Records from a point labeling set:
%%
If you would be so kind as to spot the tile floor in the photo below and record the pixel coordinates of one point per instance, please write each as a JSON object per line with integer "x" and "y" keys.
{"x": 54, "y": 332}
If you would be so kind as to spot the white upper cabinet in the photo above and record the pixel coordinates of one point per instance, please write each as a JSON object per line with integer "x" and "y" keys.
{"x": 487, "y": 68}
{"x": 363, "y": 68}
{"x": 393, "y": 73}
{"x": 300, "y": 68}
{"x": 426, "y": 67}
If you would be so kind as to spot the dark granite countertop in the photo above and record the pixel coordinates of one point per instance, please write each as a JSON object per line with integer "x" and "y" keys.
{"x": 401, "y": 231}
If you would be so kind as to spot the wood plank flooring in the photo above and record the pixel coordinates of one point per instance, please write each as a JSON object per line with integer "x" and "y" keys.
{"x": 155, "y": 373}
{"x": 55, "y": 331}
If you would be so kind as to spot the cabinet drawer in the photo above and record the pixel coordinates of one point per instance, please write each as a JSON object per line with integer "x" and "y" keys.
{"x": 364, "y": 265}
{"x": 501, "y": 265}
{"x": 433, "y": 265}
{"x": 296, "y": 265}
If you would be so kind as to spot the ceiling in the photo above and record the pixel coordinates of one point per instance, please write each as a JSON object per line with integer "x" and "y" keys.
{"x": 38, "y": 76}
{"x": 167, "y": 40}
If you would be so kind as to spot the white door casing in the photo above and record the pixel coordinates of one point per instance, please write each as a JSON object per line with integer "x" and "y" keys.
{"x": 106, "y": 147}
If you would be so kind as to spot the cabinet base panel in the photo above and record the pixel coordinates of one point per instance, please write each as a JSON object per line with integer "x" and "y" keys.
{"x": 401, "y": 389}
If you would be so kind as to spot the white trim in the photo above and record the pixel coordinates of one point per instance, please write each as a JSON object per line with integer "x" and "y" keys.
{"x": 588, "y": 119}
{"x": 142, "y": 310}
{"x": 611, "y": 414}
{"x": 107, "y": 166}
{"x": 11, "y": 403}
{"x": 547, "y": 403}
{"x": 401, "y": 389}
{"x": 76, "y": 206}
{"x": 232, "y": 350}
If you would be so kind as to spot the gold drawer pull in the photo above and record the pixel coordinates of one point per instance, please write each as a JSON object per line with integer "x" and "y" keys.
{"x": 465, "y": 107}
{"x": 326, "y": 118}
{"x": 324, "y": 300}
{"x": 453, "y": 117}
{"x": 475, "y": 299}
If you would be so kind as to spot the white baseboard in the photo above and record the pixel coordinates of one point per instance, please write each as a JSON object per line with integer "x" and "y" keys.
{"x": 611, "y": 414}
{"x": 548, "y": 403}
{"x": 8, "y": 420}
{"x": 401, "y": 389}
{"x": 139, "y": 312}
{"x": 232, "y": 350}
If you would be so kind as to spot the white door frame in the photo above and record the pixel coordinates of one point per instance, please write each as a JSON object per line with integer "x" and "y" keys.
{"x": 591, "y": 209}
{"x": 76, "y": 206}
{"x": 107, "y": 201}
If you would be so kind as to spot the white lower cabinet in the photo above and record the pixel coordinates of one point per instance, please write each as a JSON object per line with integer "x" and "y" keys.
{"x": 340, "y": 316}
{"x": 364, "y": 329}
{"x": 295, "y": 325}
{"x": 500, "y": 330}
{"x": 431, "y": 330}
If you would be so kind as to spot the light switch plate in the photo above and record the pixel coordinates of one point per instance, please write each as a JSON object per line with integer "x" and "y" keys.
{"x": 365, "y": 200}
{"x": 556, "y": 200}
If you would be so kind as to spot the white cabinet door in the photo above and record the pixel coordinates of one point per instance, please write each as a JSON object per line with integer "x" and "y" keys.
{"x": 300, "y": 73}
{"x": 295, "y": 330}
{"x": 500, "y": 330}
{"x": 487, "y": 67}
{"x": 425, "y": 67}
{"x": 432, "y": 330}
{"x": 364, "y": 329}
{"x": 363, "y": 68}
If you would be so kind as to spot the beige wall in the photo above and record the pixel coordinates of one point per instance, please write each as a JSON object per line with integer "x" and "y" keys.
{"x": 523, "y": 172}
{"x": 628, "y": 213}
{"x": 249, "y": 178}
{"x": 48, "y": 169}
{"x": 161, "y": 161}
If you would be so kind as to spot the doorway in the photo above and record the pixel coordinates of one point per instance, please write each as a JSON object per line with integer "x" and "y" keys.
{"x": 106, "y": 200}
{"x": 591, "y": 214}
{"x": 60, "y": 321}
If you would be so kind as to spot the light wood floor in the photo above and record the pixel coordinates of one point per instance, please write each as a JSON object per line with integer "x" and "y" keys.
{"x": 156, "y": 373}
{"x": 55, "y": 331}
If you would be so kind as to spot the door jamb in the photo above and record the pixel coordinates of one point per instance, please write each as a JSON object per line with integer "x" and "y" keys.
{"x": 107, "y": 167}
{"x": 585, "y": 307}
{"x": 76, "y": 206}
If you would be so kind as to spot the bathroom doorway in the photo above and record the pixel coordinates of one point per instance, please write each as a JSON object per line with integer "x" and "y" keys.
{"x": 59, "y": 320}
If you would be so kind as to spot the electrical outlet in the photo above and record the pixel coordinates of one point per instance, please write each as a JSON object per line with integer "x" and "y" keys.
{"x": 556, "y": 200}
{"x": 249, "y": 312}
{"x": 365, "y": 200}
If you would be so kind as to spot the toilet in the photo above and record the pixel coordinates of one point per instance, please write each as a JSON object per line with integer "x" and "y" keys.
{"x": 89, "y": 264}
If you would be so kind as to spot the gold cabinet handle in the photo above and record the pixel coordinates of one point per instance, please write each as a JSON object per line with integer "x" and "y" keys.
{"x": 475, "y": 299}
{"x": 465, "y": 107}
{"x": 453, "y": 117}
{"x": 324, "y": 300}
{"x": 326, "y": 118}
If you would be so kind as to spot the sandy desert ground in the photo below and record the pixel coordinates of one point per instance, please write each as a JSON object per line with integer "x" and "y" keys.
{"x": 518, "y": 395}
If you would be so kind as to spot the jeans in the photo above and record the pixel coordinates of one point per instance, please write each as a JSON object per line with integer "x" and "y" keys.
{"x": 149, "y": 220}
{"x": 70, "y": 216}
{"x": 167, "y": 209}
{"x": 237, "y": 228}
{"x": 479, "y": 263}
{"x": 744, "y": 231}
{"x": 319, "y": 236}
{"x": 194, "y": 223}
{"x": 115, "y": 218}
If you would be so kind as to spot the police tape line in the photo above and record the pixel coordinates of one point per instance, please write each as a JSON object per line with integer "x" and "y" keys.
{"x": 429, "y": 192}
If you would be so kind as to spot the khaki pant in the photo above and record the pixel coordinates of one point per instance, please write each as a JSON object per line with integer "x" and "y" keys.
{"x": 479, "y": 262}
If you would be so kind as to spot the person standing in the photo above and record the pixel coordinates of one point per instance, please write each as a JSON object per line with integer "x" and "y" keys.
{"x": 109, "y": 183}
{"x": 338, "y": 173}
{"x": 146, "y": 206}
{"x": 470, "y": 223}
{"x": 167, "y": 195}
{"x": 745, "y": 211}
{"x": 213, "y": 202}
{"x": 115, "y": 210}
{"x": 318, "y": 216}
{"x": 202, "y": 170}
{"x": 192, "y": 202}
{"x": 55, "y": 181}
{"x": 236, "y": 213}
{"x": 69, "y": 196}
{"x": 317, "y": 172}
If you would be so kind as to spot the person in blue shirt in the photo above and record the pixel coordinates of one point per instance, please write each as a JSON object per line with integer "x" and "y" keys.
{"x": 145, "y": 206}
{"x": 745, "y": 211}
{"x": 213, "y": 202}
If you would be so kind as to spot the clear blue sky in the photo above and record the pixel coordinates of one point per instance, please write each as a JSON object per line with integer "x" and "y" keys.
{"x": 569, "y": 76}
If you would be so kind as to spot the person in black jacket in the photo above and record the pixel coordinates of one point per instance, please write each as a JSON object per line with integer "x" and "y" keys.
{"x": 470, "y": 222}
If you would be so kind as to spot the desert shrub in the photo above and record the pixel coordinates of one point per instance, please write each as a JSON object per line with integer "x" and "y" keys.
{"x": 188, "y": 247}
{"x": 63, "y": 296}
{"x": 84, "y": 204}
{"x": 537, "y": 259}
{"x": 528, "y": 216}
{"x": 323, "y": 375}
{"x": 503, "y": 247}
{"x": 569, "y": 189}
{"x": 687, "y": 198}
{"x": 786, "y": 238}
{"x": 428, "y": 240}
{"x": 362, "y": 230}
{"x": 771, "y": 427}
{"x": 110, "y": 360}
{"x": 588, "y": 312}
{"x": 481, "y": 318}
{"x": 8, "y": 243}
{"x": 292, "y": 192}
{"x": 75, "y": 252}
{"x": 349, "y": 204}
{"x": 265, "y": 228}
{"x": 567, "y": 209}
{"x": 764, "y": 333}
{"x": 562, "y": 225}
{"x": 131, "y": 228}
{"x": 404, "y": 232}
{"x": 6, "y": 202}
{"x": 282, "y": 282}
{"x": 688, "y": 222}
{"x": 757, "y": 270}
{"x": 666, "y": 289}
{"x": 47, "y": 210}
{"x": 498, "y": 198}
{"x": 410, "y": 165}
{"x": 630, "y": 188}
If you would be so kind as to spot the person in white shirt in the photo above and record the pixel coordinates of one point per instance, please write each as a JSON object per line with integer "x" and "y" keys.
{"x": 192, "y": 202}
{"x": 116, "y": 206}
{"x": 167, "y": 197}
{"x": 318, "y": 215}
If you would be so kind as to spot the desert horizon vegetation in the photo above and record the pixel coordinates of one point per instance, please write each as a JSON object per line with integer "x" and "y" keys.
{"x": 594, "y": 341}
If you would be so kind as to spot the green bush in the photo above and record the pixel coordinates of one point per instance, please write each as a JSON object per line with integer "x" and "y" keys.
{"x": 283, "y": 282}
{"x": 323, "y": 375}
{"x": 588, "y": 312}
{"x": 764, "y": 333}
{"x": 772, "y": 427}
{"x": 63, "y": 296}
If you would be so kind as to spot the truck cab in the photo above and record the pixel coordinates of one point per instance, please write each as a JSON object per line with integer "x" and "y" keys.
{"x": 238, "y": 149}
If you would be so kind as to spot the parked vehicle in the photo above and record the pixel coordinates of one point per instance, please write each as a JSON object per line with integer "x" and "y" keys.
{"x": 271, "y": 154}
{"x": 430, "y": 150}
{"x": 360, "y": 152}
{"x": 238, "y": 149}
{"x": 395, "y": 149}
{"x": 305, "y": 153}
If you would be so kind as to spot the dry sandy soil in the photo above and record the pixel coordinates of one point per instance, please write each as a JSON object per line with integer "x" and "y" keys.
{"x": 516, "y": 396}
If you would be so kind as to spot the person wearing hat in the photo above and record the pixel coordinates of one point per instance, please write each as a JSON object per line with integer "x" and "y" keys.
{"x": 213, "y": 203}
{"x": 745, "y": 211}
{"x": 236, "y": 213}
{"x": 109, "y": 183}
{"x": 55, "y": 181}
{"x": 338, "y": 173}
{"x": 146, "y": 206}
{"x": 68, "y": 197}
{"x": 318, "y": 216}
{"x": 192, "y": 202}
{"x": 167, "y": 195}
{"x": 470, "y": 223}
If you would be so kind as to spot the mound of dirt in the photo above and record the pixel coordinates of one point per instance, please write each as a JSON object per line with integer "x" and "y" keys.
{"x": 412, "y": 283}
%%
Problem to solve: Copy out exactly the lines running from the line with "If you would be so kind as to spot the parked" to the end of the records, inclusive.

The completed task:
If you would be so kind as to spot the parked vehicle in the photo above and record the pixel coordinates of one point per instance, please write each as a JSON object per line with integer "x" and "y" keys.
{"x": 271, "y": 154}
{"x": 430, "y": 150}
{"x": 360, "y": 152}
{"x": 238, "y": 149}
{"x": 395, "y": 149}
{"x": 305, "y": 153}
If you would be so kind as to spot the dry sandy soil in the photo above and record the pixel coordinates of one point per instance, please write each as a JSON object per line with integer "x" and "y" keys.
{"x": 516, "y": 396}
If you would be so kind as to spot the person wearing hat in the photo above and record the pixel coordinates of one point per instance, please write each as a JSON object per line with integer "x" and "y" keys.
{"x": 213, "y": 203}
{"x": 745, "y": 211}
{"x": 236, "y": 213}
{"x": 109, "y": 183}
{"x": 55, "y": 181}
{"x": 338, "y": 173}
{"x": 146, "y": 206}
{"x": 68, "y": 197}
{"x": 318, "y": 216}
{"x": 192, "y": 202}
{"x": 167, "y": 195}
{"x": 470, "y": 223}
If you would be so kind as to spot the mound of dirt in the photo above and record the pixel coordinates of one point per instance, please write each as a JSON object per line with integer "x" and "y" keys.
{"x": 412, "y": 283}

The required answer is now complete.